**Exercise requirements:**
An exact copy of the data is required; the images should not appear in it.

**Available records:**
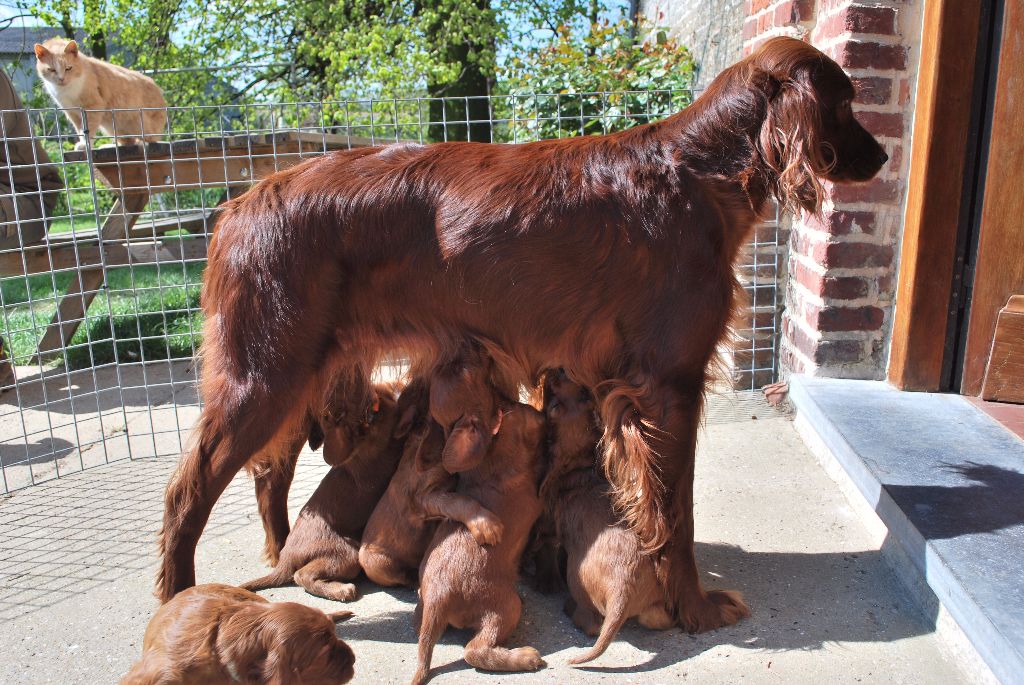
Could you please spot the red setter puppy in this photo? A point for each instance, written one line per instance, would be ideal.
(420, 494)
(344, 414)
(609, 256)
(322, 553)
(465, 585)
(608, 573)
(220, 635)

**Solved exercise:**
Could you please spot the red setter puppy in this photo? A point for each instance, written one line per instance, would be ideal.
(420, 494)
(344, 414)
(609, 256)
(322, 553)
(465, 585)
(608, 573)
(220, 635)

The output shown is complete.